* RAW DATA:
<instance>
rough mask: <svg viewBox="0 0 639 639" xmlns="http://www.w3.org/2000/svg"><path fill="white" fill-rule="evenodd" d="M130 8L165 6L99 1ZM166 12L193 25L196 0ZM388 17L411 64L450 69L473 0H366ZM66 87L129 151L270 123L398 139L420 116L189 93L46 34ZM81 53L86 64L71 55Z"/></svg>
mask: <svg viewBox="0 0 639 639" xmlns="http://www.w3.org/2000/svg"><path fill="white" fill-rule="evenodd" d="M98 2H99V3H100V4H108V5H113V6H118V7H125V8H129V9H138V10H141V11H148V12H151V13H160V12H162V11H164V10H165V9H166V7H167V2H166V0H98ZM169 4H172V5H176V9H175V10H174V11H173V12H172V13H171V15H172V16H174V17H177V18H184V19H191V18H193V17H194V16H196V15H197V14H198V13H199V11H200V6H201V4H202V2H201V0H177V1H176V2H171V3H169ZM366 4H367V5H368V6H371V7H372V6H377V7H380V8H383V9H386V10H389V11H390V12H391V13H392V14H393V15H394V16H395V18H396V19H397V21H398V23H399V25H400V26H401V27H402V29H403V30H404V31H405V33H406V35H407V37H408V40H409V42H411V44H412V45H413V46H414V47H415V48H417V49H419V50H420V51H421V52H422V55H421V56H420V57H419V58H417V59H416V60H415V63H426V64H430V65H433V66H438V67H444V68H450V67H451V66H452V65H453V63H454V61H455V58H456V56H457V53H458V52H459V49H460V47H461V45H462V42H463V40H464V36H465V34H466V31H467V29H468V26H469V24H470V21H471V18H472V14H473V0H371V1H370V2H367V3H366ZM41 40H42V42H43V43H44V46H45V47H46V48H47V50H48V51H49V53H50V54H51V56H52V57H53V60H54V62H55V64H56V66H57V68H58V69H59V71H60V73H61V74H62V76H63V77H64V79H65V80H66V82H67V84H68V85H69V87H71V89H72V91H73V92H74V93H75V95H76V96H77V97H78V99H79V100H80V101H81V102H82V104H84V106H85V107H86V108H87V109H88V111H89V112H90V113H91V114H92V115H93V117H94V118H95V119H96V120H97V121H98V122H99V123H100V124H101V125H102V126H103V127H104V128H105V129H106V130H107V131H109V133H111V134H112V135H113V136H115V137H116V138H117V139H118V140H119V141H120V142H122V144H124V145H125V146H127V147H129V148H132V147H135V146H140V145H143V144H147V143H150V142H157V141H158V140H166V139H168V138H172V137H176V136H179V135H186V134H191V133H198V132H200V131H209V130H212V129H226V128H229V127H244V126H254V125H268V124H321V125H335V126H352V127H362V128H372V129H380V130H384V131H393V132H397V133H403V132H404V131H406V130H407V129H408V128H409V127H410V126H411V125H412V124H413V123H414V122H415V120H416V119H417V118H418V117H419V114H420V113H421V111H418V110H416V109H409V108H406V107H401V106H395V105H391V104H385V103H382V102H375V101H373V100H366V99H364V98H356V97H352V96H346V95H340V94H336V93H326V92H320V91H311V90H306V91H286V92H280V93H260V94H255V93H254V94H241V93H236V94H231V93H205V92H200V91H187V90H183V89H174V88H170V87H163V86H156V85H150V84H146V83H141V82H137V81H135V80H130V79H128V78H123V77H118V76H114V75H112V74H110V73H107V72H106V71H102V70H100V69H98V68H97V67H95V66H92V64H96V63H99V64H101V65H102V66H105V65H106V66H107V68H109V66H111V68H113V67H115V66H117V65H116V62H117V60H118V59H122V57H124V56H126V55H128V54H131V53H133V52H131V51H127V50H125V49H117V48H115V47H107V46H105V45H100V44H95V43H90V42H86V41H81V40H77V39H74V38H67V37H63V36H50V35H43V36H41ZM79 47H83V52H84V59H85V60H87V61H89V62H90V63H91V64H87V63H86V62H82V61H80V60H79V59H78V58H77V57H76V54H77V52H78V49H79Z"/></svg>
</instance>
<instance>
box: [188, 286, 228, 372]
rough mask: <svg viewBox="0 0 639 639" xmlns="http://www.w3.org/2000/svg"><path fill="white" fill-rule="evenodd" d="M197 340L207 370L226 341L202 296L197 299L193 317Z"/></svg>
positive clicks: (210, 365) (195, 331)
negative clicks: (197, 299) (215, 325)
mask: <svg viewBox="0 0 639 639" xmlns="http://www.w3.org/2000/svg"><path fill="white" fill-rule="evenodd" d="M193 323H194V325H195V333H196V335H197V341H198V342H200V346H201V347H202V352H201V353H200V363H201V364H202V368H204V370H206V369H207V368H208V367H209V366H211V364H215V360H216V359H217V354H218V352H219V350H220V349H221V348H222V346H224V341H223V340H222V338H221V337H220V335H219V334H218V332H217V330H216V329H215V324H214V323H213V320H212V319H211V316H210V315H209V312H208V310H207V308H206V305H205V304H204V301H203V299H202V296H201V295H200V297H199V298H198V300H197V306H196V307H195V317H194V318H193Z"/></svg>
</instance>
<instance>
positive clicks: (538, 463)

* WHAT TO DO:
Can you extract every line of the material above and reproduce each one verbatim, without changing anything?

* COMPLETED TASK:
<instance>
rough mask: <svg viewBox="0 0 639 639" xmlns="http://www.w3.org/2000/svg"><path fill="white" fill-rule="evenodd" d="M130 8L165 6L99 1ZM166 12L193 25L196 0ZM388 17L411 64L450 69L473 0H366ZM66 87L129 151L270 123L398 139L420 116L189 93L46 34ZM81 53L86 64L71 55Z"/></svg>
mask: <svg viewBox="0 0 639 639" xmlns="http://www.w3.org/2000/svg"><path fill="white" fill-rule="evenodd" d="M98 2H99V3H100V4H108V5H113V6H118V7H125V8H129V9H138V10H141V11H148V12H151V13H160V12H162V11H164V10H165V9H166V7H167V2H166V0H98ZM169 4H172V5H176V9H175V10H174V11H173V12H172V13H171V15H172V16H174V17H177V18H184V19H191V18H193V17H194V16H196V15H197V14H198V13H199V11H200V6H201V4H202V2H201V0H177V1H176V2H171V3H169ZM366 4H367V5H368V6H371V7H372V6H377V7H380V8H383V9H386V10H389V11H390V12H391V13H392V14H393V15H394V16H395V18H396V19H397V21H398V23H399V25H400V26H401V27H402V29H403V30H404V31H405V33H406V35H407V37H408V40H409V42H411V44H412V45H413V46H414V47H415V48H417V49H419V50H420V51H421V52H422V55H421V56H420V57H419V58H417V59H416V60H415V63H426V64H430V65H433V66H438V67H444V68H450V67H451V66H452V65H453V63H454V61H455V58H456V56H457V53H458V52H459V49H460V47H461V45H462V42H463V40H464V36H465V34H466V31H467V29H468V26H469V24H470V21H471V18H472V14H473V0H371V1H370V2H367V3H366ZM41 40H42V42H43V43H44V46H45V47H46V48H47V50H48V51H49V53H50V54H51V56H52V57H53V60H54V62H55V64H56V66H57V68H58V69H59V71H60V73H61V74H62V76H63V77H64V79H65V80H66V82H67V84H68V85H69V87H71V89H72V91H73V92H74V93H75V95H76V96H77V97H78V99H79V100H80V101H81V102H82V104H84V106H85V107H86V108H87V109H88V111H89V112H90V113H91V114H92V115H93V117H94V118H95V119H96V120H97V121H98V122H99V123H100V124H101V125H102V126H103V127H104V128H105V129H106V130H107V131H109V133H111V134H112V135H113V136H115V137H116V138H117V139H118V140H119V141H120V142H122V144H124V145H125V146H127V147H129V148H132V147H135V146H140V145H143V144H147V143H150V142H157V141H158V140H166V139H168V138H172V137H176V136H179V135H186V134H191V133H198V132H200V131H209V130H212V129H226V128H229V127H244V126H254V125H268V124H321V125H335V126H352V127H362V128H372V129H380V130H384V131H393V132H397V133H403V132H404V131H406V130H407V129H408V128H409V127H410V126H411V125H412V124H413V123H414V122H415V120H416V119H417V118H418V117H419V114H420V113H421V111H418V110H416V109H409V108H406V107H401V106H395V105H391V104H385V103H382V102H375V101H373V100H366V99H364V98H356V97H352V96H346V95H340V94H336V93H326V92H320V91H311V90H306V91H286V92H280V93H260V94H255V93H254V94H241V93H236V94H231V93H205V92H200V91H187V90H183V89H174V88H170V87H163V86H156V85H150V84H146V83H141V82H137V81H135V80H130V79H128V78H123V77H118V76H114V75H112V74H110V73H107V72H106V71H102V70H100V69H98V68H97V67H95V66H92V64H96V63H99V64H101V65H102V66H105V65H106V66H107V68H109V66H111V68H113V67H115V66H117V65H116V62H117V60H118V59H122V57H124V56H126V55H128V54H131V53H133V52H131V51H127V50H125V49H117V48H115V47H107V46H105V45H100V44H95V43H90V42H86V41H81V40H77V39H74V38H67V37H63V36H50V35H43V36H41ZM79 47H83V52H84V59H85V60H87V61H89V62H90V63H91V64H87V63H86V62H82V61H80V60H79V59H78V58H77V57H76V54H77V52H78V49H79Z"/></svg>
</instance>
<instance>
box: [188, 286, 228, 372]
rough mask: <svg viewBox="0 0 639 639" xmlns="http://www.w3.org/2000/svg"><path fill="white" fill-rule="evenodd" d="M197 340L207 370L226 341L202 296L197 299L193 317Z"/></svg>
positive clicks: (210, 365) (195, 331)
negative clicks: (197, 299) (215, 325)
mask: <svg viewBox="0 0 639 639" xmlns="http://www.w3.org/2000/svg"><path fill="white" fill-rule="evenodd" d="M193 323H194V325H195V333H196V335H197V341H198V342H200V346H201V347H202V352H201V353H200V363H201V364H202V368H204V370H206V369H207V368H208V367H209V366H211V364H215V360H216V359H217V354H218V352H219V350H220V349H221V348H222V346H224V341H223V340H222V338H221V337H220V335H219V334H218V332H217V330H216V329H215V324H214V323H213V320H212V319H211V316H210V315H209V312H208V310H207V308H206V305H205V304H204V301H203V299H202V296H201V295H200V297H199V298H198V300H197V306H196V307H195V317H194V318H193Z"/></svg>
</instance>
<instance>
positive clicks: (538, 463)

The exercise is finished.